+++ Texto da página +++

Depois, há outros ingredientes. Os professores protestam, fazem greves, boicotam exames, fecham escolas, e hoje há uma forte penalização para as lutas sociais. Quem defende os seus interesses é penalizado e de imediato tem contra si muita comunicação social, o bas-fond das redes sociais e a maioria da opinião pública. São os enfermeiros, os camionistas, os professores, os trabalhadores dos transportes – manifestam-se, são logo classificados de privilegiados e egoístas. Os mansos que recebem migalhas no fundo do seu ressentimento invejam quem se mexe. Sem mediações, a sociedade esconde os que não precisam, e pune os que lutam. As greves hoje são solitárias.
O papel mais negativo é o da comunicação social, que se coloca sempre na primeira linha do combate ao protesto social. Despreza por regra os sindicatos, que considera anacrónicos, aceita condições de trabalho de sweatshop e ajuda a apagar e a tornar incómoda a memória de que o pouco que muitos têm no mundo do trabalho foi conseguido com muito sangue, e não ficando em casa a jogar gomas no telemóvel ou a coscuvilhar no Facebook.
Por fim, e o mais importante, há uma desvalorização do papel do professor, de ensinar, de transmitir um saber. Vem num pacote sinistro que inclui o falso igualitarismo nas redes sociais, o ataque à hierarquia do saber, o desprezo pelo conhecimento profissional resultado de muito trabalho a favor de frases avulsas, com erros e asneiras, sem sequer se conhecer aquilo de que se fala. É o que leva Trump a dizer que se combatia o incêndio de Notre Dame com aviões tanques atirando toneladas de água, cujo resultado seria derrubar o que veio a escapar, paredes, vitrais, obras de arte. É destas “bocas” que pululam nas redes sociais que nasce também a hostilidade aos professores. É o ascenso da nova ignorância arrogante, um sinal muito preocupante para o nosso futuro.

+++ Dados fornecidos +++

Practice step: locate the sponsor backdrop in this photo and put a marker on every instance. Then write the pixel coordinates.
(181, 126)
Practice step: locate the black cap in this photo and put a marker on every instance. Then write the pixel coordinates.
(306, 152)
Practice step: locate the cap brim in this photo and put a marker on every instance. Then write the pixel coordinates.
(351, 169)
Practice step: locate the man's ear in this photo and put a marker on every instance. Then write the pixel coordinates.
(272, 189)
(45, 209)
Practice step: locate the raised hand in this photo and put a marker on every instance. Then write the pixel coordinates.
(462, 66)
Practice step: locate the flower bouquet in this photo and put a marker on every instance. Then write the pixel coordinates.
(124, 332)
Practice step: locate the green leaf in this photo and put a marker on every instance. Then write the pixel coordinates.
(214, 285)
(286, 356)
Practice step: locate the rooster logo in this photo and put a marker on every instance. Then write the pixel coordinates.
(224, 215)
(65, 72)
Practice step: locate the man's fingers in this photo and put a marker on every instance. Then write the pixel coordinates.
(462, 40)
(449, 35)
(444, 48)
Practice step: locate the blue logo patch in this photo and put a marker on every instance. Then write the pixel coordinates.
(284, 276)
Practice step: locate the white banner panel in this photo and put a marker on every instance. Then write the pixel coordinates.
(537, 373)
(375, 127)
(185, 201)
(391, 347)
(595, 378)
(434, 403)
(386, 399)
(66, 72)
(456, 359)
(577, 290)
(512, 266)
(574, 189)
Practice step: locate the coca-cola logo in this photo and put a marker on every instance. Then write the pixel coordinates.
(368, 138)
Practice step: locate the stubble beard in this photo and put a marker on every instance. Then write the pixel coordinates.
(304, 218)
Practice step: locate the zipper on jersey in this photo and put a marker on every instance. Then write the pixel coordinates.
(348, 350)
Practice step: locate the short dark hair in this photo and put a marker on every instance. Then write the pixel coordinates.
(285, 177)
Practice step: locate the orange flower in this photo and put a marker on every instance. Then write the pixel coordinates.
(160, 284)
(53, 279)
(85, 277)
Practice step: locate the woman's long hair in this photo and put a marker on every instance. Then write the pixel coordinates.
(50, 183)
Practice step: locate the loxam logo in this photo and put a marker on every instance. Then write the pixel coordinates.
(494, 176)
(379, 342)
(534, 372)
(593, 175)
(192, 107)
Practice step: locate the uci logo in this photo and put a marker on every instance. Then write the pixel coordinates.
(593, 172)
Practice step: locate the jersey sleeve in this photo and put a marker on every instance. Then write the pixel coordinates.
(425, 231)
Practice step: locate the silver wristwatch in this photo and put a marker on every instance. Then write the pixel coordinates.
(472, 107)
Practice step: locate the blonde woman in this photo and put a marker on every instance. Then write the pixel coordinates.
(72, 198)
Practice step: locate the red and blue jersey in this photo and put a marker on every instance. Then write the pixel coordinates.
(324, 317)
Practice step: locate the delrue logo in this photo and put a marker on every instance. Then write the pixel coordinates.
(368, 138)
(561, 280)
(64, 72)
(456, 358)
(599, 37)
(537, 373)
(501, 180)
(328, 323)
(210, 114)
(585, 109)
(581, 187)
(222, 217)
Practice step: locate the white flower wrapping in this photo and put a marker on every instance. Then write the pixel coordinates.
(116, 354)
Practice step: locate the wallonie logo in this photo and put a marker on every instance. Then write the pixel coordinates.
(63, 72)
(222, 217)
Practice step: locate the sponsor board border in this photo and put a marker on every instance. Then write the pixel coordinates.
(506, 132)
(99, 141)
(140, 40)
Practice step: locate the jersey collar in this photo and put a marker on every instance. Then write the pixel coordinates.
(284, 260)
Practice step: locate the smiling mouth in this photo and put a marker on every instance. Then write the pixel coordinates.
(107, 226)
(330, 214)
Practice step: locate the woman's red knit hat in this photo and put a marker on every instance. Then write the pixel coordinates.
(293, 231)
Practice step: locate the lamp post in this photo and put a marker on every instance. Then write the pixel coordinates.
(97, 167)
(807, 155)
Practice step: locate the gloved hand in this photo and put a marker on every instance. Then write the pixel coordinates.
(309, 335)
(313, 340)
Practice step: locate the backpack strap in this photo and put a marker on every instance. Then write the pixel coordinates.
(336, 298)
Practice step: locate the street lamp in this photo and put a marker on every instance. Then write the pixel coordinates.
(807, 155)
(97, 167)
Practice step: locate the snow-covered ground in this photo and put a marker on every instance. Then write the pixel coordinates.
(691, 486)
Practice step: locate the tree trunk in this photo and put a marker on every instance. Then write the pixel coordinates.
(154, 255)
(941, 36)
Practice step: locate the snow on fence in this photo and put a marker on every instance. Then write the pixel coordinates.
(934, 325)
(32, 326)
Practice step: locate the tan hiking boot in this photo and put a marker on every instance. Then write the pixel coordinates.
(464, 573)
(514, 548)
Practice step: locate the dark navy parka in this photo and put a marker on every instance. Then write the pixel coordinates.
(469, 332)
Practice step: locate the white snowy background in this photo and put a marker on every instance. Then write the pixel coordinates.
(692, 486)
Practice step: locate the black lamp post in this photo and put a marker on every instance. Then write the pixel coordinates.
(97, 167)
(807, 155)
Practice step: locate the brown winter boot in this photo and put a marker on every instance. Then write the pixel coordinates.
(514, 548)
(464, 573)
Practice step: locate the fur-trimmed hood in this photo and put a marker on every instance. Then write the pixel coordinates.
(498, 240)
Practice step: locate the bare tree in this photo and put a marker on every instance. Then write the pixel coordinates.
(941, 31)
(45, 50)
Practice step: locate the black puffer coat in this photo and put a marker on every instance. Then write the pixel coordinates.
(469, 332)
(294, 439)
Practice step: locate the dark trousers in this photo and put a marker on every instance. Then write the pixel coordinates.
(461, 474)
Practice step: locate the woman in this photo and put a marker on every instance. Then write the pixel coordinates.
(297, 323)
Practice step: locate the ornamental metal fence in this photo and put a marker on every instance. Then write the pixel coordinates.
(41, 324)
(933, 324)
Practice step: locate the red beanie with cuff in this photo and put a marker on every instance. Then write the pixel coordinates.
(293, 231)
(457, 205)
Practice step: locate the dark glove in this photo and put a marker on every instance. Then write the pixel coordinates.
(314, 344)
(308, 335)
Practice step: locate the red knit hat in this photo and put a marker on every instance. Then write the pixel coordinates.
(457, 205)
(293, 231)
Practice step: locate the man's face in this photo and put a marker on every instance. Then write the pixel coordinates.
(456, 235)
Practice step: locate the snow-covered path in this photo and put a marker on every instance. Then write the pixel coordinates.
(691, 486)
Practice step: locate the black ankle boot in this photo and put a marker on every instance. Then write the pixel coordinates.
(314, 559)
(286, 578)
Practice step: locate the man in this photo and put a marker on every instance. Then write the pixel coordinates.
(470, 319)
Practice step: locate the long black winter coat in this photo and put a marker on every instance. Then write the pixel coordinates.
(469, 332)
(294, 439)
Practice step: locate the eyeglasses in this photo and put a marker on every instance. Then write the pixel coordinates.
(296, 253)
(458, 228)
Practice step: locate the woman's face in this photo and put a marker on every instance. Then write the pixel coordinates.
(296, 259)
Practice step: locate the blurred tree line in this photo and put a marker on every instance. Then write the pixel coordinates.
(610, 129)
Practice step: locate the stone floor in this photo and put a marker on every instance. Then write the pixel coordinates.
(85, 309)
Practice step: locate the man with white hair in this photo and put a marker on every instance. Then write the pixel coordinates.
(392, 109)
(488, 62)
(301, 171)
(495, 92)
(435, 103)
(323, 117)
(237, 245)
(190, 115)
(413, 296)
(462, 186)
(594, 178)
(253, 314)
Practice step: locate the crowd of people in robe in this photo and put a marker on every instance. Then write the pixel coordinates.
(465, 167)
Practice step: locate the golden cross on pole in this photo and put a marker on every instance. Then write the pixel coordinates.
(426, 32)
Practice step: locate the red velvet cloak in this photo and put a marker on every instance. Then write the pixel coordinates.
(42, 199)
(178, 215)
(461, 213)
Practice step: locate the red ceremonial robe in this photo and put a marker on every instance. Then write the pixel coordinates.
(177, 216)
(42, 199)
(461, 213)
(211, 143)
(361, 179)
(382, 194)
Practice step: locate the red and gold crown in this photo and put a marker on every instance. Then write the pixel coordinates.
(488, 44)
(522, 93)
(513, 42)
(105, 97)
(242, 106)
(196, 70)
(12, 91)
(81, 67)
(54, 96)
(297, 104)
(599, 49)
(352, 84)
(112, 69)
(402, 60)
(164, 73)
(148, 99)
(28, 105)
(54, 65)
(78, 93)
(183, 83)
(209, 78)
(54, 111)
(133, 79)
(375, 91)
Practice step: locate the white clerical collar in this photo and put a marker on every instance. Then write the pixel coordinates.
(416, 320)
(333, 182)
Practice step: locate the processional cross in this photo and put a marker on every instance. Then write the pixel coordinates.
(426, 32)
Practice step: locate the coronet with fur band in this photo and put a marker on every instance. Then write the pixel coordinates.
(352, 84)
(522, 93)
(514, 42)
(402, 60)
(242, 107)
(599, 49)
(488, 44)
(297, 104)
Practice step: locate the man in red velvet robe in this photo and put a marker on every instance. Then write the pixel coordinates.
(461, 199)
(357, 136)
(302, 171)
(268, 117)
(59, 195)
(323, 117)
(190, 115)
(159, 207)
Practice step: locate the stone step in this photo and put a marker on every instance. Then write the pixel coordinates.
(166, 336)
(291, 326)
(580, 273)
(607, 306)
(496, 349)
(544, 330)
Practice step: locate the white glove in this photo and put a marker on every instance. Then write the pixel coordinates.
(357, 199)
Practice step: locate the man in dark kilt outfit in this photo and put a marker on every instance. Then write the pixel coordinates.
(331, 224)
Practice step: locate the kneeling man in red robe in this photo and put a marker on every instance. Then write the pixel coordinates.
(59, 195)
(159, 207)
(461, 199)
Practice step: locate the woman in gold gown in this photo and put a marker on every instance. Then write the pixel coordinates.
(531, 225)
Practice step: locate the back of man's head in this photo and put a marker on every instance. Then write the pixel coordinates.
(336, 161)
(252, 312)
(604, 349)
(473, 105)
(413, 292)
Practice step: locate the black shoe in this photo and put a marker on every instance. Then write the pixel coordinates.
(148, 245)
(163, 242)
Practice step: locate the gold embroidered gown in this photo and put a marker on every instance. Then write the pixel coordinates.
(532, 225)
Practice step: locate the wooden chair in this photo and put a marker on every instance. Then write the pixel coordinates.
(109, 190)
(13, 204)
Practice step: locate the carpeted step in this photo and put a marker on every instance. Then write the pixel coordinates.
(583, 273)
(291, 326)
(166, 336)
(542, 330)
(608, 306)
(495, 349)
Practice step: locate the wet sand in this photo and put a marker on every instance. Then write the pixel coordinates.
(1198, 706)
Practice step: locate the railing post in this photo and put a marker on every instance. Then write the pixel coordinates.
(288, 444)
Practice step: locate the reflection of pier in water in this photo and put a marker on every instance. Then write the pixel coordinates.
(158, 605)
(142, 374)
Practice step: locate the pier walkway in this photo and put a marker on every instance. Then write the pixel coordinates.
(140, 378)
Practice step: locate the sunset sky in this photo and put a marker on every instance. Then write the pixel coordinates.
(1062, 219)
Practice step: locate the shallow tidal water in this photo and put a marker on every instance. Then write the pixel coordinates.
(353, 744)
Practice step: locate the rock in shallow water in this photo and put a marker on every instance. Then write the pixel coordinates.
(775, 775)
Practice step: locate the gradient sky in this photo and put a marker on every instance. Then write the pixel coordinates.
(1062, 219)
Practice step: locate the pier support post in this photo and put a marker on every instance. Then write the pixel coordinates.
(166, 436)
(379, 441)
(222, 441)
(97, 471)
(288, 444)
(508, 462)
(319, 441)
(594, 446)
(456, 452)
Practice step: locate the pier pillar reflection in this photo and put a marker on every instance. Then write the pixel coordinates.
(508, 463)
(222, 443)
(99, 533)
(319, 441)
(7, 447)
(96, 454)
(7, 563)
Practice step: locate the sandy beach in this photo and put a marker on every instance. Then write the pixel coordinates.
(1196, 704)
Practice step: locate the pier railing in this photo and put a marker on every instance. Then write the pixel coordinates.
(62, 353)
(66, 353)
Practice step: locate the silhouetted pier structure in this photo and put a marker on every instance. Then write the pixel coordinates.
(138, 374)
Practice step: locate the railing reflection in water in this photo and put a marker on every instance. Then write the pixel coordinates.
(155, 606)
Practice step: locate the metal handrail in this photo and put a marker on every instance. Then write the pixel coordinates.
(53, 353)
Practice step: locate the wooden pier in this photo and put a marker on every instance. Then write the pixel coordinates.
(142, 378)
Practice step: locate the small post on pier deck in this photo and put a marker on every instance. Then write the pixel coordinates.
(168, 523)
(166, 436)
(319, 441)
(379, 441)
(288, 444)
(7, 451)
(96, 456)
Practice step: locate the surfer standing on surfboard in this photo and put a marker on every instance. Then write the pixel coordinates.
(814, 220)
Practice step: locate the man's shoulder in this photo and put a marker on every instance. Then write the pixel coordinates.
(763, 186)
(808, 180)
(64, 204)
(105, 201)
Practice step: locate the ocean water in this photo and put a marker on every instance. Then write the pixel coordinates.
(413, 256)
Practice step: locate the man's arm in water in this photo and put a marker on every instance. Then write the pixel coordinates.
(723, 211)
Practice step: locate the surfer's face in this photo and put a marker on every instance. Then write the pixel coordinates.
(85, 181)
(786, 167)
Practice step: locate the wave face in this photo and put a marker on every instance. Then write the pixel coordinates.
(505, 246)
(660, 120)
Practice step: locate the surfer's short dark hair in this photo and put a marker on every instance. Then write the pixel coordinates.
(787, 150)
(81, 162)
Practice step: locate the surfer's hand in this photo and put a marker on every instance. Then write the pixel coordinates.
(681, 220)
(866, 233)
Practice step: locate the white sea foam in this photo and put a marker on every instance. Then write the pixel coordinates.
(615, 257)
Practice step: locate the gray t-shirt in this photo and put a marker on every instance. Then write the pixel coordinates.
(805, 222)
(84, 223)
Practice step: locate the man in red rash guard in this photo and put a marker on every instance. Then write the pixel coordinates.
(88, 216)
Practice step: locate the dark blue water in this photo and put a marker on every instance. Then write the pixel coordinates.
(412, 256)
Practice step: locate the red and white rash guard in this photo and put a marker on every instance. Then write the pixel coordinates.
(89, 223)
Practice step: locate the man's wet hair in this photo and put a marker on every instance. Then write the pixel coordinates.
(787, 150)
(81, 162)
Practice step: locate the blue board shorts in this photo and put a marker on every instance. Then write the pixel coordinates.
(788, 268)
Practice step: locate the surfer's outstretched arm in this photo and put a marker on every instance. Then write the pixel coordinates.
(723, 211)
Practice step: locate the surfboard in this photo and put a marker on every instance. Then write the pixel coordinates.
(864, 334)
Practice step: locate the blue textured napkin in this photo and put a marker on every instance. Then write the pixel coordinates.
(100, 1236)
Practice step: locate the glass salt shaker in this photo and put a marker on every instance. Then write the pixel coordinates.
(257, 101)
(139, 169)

+++

- Tarefas a realizar -
1. Indique todos os grupos profissionais que o texto da página apresenta como exemplos de quem se manifesta e é logo classificado de privilegiado e egoísta.
2. Responda às seguintes perguntas com base no texto da página.
(a) Como é que a comunicação social considera os sindicatos?
(b) Segundo a afirmação atribuída a Trump, como se combateria o incêndio de Notre Dame?
(c) Como são descritas as greves de hoje?
3. Extraia do texto da página o trecho que começa em "Por fim, e o" e segue até "o nosso futuro.".

- Respostas -
1. Enfermeiros, camionistas, professores e trabalhadores dos transportes.

2.
(a) Considera-os anacrónicos.
(b) Combater-se-ia com aviões tanques atirando toneladas de água.
(c) São descritas como solitárias.

3.
Por fim, e o mais importante, há uma desvalorização do papel do professor, de ensinar, de transmitir um saber. Vem num pacote sinistro que inclui o falso igualitarismo nas redes sociais, o ataque à hierarquia do saber, o desprezo pelo conhecimento profissional resultado de muito trabalho a favor de frases avulsas, com erros e asneiras, sem sequer se conhecer aquilo de que se fala. É o que leva Trump a dizer que se combatia o incêndio de Notre Dame com aviões tanques atirando toneladas de água, cujo resultado seria derrubar o que veio a escapar, paredes, vitrais, obras de arte. É destas “bocas” que pululam nas redes sociais que nasce também a hostilidade aos professores. É o ascenso da nova ignorância arrogante, um sinal muito preocupante para o nosso futuro.